EXTRAIT DE PAGE:

Rien de cela n’est arrivé par inadvertance, mais, en dépit des alarmes et des controverses déclenchées par certains pêcheurs bien conscients des effets de leur activité sur la ressource, en dépit de certaines mesures précoces de conservation adoptées à l’échelle locale à l’initiative de magistrats soucieux de l’avenir des pêches, rien n’a permis d’enrayer le processus de dégradation et d’appauvrissement de ce qui fut sans doute, à l’origine, l’un des écosystèmes les plus poissonneux du globe. S’il insiste à plusieurs reprises sur les contradictions des savants et les revirements des pêcheurs, ou s’il pointe à l’occasion le lobbying du « trust du menhaden » auprès de l’United States Fish Commission, W. J. Bolster se montre soucieux de ne pas désigner trop hâtivement des coupables, mais plutôt d’identifier les mécanismes et les facteurs – d’aveuglement, d’oubli, de déni – qui ont rendu possible, quatre siècles durant, la continuation d’un tel gâchis.

DONNÉES FOURNIES:
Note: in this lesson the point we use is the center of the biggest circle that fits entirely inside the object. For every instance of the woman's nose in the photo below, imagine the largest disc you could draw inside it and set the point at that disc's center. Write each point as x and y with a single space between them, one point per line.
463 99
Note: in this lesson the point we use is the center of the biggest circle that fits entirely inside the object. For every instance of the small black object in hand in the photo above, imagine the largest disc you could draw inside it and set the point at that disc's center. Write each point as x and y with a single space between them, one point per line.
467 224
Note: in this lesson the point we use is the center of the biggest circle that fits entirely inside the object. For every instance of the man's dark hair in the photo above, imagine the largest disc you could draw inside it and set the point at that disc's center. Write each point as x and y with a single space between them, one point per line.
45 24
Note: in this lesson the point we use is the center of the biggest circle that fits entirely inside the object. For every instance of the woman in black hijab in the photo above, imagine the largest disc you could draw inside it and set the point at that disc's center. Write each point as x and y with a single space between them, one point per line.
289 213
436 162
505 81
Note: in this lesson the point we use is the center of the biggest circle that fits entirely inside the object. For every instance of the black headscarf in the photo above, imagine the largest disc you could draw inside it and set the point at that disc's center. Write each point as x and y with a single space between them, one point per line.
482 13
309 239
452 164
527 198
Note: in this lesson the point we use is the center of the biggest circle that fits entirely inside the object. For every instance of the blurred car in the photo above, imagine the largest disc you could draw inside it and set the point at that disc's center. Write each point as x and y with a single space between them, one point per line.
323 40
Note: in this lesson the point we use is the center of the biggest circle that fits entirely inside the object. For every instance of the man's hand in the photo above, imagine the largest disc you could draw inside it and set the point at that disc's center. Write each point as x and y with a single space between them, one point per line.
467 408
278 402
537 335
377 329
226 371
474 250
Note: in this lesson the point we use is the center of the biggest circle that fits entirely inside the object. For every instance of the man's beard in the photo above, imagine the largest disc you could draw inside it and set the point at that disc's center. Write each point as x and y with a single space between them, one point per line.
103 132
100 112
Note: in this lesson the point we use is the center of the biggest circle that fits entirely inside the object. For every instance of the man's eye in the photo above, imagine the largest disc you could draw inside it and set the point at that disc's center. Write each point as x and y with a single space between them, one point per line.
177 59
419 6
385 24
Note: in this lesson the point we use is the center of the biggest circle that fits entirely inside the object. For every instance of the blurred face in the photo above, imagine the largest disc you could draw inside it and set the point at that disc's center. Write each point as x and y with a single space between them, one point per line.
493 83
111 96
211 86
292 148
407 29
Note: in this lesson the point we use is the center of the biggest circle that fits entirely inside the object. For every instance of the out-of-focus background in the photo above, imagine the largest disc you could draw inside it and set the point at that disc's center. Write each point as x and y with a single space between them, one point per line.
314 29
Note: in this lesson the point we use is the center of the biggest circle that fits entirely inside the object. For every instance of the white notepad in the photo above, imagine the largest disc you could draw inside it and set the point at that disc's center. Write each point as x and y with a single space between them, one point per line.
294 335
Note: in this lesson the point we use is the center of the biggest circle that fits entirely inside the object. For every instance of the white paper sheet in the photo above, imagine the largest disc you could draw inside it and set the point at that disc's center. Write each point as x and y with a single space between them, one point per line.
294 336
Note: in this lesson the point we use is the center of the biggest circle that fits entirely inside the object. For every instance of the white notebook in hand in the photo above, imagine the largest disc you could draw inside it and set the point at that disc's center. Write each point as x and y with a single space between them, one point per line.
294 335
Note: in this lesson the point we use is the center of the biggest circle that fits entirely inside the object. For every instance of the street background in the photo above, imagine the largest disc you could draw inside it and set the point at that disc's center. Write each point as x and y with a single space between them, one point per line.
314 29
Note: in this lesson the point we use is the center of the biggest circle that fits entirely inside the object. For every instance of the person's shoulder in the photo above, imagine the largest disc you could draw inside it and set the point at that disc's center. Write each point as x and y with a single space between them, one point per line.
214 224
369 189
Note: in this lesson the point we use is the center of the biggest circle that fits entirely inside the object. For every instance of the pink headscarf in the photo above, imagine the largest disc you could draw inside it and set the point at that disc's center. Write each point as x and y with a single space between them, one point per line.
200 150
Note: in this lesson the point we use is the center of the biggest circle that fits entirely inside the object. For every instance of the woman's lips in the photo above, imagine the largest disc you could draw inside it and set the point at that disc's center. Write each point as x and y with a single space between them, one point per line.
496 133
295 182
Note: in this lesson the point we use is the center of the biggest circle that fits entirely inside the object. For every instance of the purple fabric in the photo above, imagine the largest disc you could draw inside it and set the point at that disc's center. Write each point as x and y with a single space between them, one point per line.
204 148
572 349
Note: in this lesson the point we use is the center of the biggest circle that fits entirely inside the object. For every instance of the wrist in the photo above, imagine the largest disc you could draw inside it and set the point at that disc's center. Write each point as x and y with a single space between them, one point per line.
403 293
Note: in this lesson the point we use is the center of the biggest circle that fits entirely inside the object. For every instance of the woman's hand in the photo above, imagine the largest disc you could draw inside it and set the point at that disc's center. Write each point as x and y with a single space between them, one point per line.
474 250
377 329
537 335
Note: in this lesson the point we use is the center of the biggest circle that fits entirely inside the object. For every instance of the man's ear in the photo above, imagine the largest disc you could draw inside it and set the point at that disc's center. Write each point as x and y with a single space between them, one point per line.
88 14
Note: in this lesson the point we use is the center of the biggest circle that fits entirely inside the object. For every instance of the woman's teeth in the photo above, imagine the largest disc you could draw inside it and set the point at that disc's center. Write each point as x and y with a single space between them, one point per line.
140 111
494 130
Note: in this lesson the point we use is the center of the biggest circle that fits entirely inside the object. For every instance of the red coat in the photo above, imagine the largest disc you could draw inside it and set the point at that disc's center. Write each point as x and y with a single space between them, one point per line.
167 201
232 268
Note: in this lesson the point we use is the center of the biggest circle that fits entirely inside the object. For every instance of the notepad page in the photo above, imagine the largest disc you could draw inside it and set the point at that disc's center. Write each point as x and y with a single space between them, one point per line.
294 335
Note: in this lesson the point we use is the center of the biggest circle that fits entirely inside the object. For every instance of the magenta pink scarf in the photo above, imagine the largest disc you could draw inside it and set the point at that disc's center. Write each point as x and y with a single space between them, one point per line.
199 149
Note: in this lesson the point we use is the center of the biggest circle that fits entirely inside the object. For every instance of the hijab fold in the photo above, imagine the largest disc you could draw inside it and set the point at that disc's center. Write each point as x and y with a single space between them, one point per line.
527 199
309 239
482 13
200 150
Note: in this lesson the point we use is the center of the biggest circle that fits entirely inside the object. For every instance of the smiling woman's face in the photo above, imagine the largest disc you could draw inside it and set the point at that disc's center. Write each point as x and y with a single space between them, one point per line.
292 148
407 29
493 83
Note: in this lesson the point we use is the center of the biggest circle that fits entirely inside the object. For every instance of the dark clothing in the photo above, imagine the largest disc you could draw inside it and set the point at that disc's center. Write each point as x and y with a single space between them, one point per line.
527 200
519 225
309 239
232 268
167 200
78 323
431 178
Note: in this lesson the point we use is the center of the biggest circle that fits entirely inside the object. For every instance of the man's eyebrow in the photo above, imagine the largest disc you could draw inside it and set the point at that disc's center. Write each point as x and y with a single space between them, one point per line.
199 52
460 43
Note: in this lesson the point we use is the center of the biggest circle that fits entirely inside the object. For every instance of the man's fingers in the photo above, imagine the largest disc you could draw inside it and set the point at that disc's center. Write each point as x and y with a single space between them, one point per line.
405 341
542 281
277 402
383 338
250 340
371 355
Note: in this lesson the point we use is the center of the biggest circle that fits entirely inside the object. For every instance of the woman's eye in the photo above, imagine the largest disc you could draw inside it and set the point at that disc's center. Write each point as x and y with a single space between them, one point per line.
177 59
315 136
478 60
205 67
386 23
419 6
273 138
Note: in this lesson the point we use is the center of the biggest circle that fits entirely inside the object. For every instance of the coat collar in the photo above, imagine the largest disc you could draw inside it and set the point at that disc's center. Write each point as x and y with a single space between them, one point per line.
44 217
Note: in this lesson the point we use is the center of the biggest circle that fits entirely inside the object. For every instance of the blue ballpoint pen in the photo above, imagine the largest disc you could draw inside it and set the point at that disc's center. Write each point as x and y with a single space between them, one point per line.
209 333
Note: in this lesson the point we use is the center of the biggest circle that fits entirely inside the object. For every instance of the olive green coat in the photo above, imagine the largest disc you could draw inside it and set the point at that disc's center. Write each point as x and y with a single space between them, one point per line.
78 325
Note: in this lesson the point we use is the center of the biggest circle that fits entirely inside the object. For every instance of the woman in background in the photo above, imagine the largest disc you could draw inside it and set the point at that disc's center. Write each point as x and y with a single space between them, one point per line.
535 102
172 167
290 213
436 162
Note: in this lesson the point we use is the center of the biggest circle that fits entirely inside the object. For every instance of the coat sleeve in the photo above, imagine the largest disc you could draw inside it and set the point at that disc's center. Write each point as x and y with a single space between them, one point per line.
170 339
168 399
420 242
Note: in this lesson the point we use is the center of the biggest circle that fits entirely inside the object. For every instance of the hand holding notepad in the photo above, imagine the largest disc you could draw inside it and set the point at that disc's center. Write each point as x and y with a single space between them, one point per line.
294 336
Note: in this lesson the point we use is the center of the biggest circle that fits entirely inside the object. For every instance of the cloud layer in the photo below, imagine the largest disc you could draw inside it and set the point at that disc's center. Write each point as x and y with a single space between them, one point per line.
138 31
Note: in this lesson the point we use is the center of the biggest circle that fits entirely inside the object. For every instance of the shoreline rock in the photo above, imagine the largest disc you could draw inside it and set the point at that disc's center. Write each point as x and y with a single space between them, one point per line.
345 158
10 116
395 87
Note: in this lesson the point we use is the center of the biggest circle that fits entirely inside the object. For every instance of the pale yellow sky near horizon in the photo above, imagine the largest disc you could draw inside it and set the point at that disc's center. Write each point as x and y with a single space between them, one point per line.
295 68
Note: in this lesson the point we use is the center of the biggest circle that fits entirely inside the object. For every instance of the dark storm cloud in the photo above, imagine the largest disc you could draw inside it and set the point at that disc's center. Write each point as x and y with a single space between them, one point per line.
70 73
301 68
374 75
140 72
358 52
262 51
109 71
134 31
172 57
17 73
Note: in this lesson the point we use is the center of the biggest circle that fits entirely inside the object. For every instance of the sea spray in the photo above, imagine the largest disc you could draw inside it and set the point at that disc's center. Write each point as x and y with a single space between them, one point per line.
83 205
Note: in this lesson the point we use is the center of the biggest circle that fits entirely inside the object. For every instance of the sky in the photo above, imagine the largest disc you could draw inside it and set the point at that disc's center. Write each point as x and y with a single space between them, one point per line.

ÉNONCÉ DE LA TÂCHE: Recopiez l'extrait de page ci-dessus en entier et à l'identique, s'il vous plaît.

RÉPONSE ATTENDUE:
Rien de cela n’est arrivé par inadvertance, mais, en dépit des alarmes et des controverses déclenchées par certains pêcheurs bien conscients des effets de leur activité sur la ressource, en dépit de certaines mesures précoces de conservation adoptées à l’échelle locale à l’initiative de magistrats soucieux de l’avenir des pêches, rien n’a permis d’enrayer le processus de dégradation et d’appauvrissement de ce qui fut sans doute, à l’origine, l’un des écosystèmes les plus poissonneux du globe. S’il insiste à plusieurs reprises sur les contradictions des savants et les revirements des pêcheurs, ou s’il pointe à l’occasion le lobbying du « trust du menhaden » auprès de l’United States Fish Commission, W. J. Bolster se montre soucieux de ne pas désigner trop hâtivement des coupables, mais plutôt d’identifier les mécanismes et les facteurs – d’aveuglement, d’oubli, de déni – qui ont rendu possible, quatre siècles durant, la continuation d’un tel gâchis.